● Exercise description
I would like you to return all of the records exactly as they stand.

------------------------------

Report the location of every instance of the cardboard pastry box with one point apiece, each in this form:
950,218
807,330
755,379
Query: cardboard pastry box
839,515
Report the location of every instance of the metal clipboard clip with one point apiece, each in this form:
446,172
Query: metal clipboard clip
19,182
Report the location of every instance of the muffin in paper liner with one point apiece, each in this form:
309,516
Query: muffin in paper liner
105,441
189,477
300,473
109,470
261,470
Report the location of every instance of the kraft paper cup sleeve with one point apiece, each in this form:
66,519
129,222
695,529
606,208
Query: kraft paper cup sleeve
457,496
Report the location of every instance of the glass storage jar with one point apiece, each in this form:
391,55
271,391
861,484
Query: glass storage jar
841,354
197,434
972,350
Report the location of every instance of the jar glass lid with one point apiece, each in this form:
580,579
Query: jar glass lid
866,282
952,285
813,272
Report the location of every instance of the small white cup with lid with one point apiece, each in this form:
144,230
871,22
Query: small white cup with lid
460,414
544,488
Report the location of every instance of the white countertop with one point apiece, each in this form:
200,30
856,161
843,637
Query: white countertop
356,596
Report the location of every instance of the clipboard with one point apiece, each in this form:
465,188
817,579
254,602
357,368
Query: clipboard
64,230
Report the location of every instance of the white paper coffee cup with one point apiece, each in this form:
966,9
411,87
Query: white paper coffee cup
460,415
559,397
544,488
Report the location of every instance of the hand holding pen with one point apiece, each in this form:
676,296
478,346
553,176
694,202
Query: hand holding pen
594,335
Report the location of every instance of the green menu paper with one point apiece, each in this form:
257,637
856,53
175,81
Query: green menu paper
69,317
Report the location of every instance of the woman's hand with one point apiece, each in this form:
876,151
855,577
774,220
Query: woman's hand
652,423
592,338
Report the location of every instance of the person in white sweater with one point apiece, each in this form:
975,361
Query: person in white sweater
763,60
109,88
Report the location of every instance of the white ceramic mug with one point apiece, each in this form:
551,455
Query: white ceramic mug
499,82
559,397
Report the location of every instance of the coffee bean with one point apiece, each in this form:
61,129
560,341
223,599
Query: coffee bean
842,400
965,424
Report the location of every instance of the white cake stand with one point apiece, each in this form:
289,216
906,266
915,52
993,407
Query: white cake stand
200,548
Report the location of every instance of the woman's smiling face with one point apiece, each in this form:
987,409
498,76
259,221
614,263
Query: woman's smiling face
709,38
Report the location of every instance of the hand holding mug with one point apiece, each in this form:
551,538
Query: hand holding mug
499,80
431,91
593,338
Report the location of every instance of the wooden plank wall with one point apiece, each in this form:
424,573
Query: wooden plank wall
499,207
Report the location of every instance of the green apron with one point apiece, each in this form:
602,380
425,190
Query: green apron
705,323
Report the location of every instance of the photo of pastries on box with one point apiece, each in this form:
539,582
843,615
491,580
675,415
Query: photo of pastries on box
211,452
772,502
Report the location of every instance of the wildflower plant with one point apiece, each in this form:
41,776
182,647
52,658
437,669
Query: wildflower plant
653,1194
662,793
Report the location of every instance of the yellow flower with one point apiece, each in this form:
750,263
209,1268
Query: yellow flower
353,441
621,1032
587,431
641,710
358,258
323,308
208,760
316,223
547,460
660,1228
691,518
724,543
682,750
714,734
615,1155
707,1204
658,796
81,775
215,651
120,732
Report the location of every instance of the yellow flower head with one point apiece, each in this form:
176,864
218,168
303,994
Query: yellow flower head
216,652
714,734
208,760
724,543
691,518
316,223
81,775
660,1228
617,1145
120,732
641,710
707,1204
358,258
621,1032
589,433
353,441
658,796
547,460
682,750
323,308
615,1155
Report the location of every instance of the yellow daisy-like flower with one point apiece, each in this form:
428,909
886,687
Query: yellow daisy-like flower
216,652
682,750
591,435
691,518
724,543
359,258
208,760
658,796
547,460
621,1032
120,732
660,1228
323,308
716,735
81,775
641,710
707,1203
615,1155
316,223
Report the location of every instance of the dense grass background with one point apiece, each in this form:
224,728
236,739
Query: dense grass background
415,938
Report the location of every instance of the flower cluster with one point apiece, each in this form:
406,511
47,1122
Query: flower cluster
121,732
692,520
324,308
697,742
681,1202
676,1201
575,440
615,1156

------------------------------

● Result
Report the location of every instance of the cardboard pastry box with one point apiece, each in this form:
950,218
807,330
755,379
Query: cardboard pastry box
839,515
Report the location of every instance of the metal clipboard clip with one point apiece, each in this form:
446,172
Query: metal clipboard clip
19,182
Report the location of every instance of the muffin in paper liner with one point apiece, each in this form:
309,516
Query: muffin in paper liner
105,441
189,477
300,473
109,470
261,470
Report the location of every instance of the kraft paper cup sleeve with one point apiece, each in this form:
66,519
129,222
695,529
606,208
Query: kraft paper cup sleeve
457,496
Report the location of every instance of the glass storage jar with one point apiece, each in this form:
391,55
271,391
861,484
Query: glass storage jar
841,354
197,434
972,350
Report the location of every instance of the jar glass lid with one point apiece, each in this form:
580,579
Query: jar glass lid
866,282
952,285
813,272
Report the location of every instance of the small white cup with lid with one point apiece, each in this form:
144,230
871,22
Query: small white cup with lid
460,414
544,488
Report the location of every instance of the white countertop with one point apiece, each in this form:
200,30
856,161
843,637
Query: white countertop
356,596
Report the location of every instance of the clipboard with one point apiece, each in this form:
465,188
817,579
254,602
357,368
Query: clipboard
64,230
Report the location of every instance of the white paper coffee cup with one point apiece, each in this form:
966,9
411,87
Query: white paper coffee cup
460,415
559,397
544,488
Report the location of every instance of the hand holding pen with one point apiece, each in this form:
676,296
478,346
553,176
694,202
Query: hand holding pen
594,335
Report the location of every instance of the green menu paper with one point apiece, each in this form:
257,637
856,53
175,81
Query: green menu paper
69,317
Report the location of every instance of the woman's hand with one point apiece, each in this form:
876,151
855,577
774,220
Query: woman's hand
652,423
592,338
Report the location of every instance of the person in white sweater with one point apiece, each in this form:
975,361
Query: person in white sweater
763,60
109,88
Report the location of every instance of the white ceramic mug with one point apiece, each in this form:
551,455
Query: white ceramic mug
499,82
559,397
Report the location of every instance of the coffee bean with one point apiece, each in this form:
61,129
560,341
223,599
Query: coffee bean
842,400
965,424
Report the location of every instance of the white cake stand with one point apiece, each in this form:
289,216
906,266
915,52
993,407
Query: white cake stand
200,548
Report the location of every instance of the woman's smiling face with one point apiece, each in this form:
987,409
498,76
259,221
614,263
Query: woman's smiling face
709,38
Report the location of every instance of the hand holding mug with one point apiece, each in this form:
551,538
Query: hand holding mug
499,80
431,91
593,338
Report the location of every instance of the wooden plank wall with one point apiece, each in this form:
424,573
Query: wooden plank wall
499,207
Report the location of every instance of the green apron with one point apiece, each in this form:
602,380
425,190
Query: green apron
705,323
Report the location of every instance of the photo of pastries on box with one point apiece, each in this form:
539,582
843,615
491,580
675,415
Query: photo of pastries on box
211,452
772,502
Report the location of every instance of the wildflower plant with one point apiece, each in this form:
41,776
182,647
52,658
437,669
Query: wildflower plant
653,1194
662,793
Report the location of every instance of the yellow flower with one point apiece, each in this form:
750,263
209,1268
Query: yellow flower
353,441
621,1032
587,431
641,710
358,258
323,308
208,760
316,223
547,460
660,1228
691,518
724,543
682,750
714,734
615,1155
707,1204
658,796
81,775
215,651
120,732
Report the location of every instance of the yellow flower head with one point apiece, each in this form:
176,864
218,168
303,994
Query: yellow flower head
216,652
714,734
208,760
724,543
691,518
316,223
81,775
660,1228
617,1145
120,732
641,710
707,1204
358,258
621,1032
589,433
353,441
658,796
547,460
682,750
323,308
615,1155
Report the location of every instance of the yellow daisy-like flower with one point apiece, each in this form:
428,909
886,687
Query: yellow daisy-like flower
216,652
682,750
591,435
691,518
724,543
359,258
208,760
658,796
547,460
621,1032
120,732
660,1228
323,308
716,735
81,775
641,710
707,1203
615,1155
316,223
Report the location of every instance of the dense grass background with one point apiece, each in this form:
224,728
236,739
Query: dense grass background
415,938
Report the location of every instance of the flower cluster with one point apiece, each in this form:
406,511
47,1122
Query: flower cluster
121,732
692,520
324,308
697,742
681,1202
676,1201
575,440
615,1156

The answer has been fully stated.